#### Document section

——

J2EE Project Structures
I have always been a huge proponent for separation of concerns, code reusability, and code independence such that you can easily move code around, replace, re-use, etc. Even though often times you sacrifice speed due to additional layers of indirection, you gain much in maintainability. Maintainability is often an overlooked statistic as it is harder to measure than just time. However, as versions are released, use cases evolve, and technology stacks change, that maintenance nightmare can start to build quickly. Well balanced project structures can endure very well over time, far more than quickly thrown together projects. Even though a quick thrown together project can be shipped sooner, in the end it will fail to release version updates as fast and will result in a higher lifecycle cost (due to bugs, maintenance issues, etc). Anyways, enough with the project management side. What I really wanted to share was my ideal project structure that I am proposing to myself to use for future projects.
First off, I typically use Eclipse and Eclipse projects to manage my development systems. Nonetheless, the IDE does not really matter, nor does the build system in whether you use Maven with separate projects or Ant with separate build files. The following project structure is based deeply in separation of concerns and each project is expected to live on its own with minimal dependencies to each other. This allow the project to be easily re-used elsewhere. However, before we can begin to define the structure we must first define the libraries and agreed upon systems that will compose everything. This is needed so that each layer can have a set of expectations and similar patterns to re-use. Remember, re-use is not just about code, but also about patterns. So, let’s define the shared systems and libraries.
As a J2EE project, I believe both in a web-independent portion and a web-dependent portion. In other words, I want shared libraries for the entire system to be web agnostic (so that you can easily move to a different UI medium such as thick client apps). However, I also support many of the J2EE features such as AOP (aspect-oriented programming) and DI (dependency injection) provided by Spring, EJB 3.0, WebBeans, etc. However, even though those features are part of web-based libraries, the libraries themselves can live outside of a web application. So, for my intents and purposes, I plan to use AOP and DI heavily through all layers of the application. This promotes two huge advantages. First, classes are implemented and designed to interfaces by having the implementations auto-injected. Second, it provides a methodology to reduce dependencies and complexity by classes not having to manage (ie: retrieve) or create a particular class. For current projects I tend to utilize Spring to provide this framework (although a J2EE application server with EJB 3.0 support works just as well). For future projects, I plan to use the upcoming Java standard for Web Beans (again, ignore the “web” notation as it is really web-independent).

——

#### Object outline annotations
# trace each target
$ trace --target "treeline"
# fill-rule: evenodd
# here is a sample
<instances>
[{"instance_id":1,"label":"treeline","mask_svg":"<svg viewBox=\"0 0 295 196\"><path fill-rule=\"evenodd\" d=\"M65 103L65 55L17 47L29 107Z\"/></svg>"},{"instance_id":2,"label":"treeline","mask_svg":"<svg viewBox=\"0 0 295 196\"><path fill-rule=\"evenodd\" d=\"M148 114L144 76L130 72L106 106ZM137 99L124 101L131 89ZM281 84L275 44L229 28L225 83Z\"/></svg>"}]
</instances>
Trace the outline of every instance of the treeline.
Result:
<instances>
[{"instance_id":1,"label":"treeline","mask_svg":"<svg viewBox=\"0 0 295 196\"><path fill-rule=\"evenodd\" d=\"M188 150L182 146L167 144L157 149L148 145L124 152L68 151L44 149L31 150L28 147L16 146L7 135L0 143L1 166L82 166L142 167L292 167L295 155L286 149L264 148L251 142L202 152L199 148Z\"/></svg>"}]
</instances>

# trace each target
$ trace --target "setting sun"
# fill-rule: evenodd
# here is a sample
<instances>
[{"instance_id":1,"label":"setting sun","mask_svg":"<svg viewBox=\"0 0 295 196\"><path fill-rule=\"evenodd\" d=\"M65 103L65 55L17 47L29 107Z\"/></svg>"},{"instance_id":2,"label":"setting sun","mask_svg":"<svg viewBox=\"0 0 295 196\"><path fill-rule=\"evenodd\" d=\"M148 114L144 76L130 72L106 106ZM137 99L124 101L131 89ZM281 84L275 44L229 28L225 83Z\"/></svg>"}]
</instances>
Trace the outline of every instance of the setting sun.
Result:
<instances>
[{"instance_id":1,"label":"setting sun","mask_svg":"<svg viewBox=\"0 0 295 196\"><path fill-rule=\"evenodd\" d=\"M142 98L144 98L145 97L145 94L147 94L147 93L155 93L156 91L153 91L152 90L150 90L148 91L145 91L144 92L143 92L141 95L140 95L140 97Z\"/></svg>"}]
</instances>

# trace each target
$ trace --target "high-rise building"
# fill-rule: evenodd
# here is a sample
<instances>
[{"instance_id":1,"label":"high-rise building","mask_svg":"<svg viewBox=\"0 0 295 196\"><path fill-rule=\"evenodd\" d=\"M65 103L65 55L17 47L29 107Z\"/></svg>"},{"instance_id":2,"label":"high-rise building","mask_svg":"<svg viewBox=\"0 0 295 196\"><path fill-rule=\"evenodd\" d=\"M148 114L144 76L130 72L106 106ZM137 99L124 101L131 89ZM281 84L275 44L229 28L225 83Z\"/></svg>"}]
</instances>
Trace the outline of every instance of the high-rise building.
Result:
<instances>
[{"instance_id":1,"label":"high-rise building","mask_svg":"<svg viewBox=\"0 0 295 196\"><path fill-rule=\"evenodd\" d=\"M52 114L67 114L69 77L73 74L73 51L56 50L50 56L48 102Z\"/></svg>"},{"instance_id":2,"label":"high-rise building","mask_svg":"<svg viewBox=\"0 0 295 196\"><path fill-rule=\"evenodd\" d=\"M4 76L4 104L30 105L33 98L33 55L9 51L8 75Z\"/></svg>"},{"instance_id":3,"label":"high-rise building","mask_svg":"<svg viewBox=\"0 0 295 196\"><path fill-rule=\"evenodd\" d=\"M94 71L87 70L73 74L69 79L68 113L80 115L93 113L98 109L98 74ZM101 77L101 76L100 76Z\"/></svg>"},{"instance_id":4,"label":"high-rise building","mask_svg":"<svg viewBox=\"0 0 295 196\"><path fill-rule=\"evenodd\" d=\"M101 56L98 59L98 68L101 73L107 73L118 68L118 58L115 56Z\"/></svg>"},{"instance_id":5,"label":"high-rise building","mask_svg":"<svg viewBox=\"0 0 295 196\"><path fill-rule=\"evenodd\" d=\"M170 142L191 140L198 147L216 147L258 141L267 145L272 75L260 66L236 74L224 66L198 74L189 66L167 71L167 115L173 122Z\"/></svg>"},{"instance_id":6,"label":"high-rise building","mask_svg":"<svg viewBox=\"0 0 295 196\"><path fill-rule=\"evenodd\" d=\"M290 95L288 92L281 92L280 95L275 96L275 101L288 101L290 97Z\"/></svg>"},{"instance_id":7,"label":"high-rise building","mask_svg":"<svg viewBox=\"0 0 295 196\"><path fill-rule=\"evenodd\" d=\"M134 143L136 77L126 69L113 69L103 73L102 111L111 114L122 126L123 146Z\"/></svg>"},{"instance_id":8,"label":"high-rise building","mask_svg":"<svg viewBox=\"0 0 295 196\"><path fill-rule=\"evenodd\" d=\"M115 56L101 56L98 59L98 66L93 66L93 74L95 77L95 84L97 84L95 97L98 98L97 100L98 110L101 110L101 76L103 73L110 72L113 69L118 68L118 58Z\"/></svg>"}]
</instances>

——

Can you extend the post on J2EE project structures, picking up after its last sentence?

Now that we have a common set of libraries for AOP and DI, let’s define the structure. The way I like to define structures is by starting at the broadest level to define the generic layers. Then, within each layer, I do the same thing, until I have a complete structure. For a J2EE based project, we have the following high level layers: model, service, and user interface. If you think in terms of MVC, the M is the model, the V is the user interface, and the C is the service. MVC can, and should, be represented at multiple portions of our project architecture (from the high level overview just presented to the actual UI implementation such as JSF or struts). The model is really just simple POJO classes and really does not need to be broken down further. The service layer is composed of the base service and the service implementations. This can include other libraries such as JPA/Hibernate. Finally, the user interface is broken down into a shared UI framework, UI implementation (JSF, struts, etc), and the actual UI pages or views.
The project hiearchy aside, I envision the following projects in order to separate each layer and emphasize independence, reusability, and separation of concerns.
Model
The model is the base set of interfaces that the entire system will use. The model defines the use cases, requirements, and interactions needed for a given project. Note that the model should only consist of the classes necessary to describe the project data and should not include any type of controller classes or interfaces used to perform a job or activity on the model. The model should only consist of interfaces so as to promote coding to interfaces. Further, by using interfaces, you allow the implementation to change without touching the model or any other dependencies for that matter. For example, if you start with JPA, you would implement the interfaces using annotations. If you then switched to Web Services, you would not want those JPA annotations. By separating the interfaces in the model (being annotation-less) from the implementation, you allow the implementation to do as it pleases, so long as it implements the contract of the interface. Further, I do not believe in making the model interfaces serializable or extend serializable. I believe serialization is a detail of the implementation and the implementation should decide if it supports serialization. For example, what if the implementation I am using cannot support serialization for whatever reason (ie: a 3rd party library is not serializable). If the interfaces required serialization, then that implementation will fail to work according to the contract. In other words, the contract of the model interfaces should be agnostic of any technology and be purely POJOs.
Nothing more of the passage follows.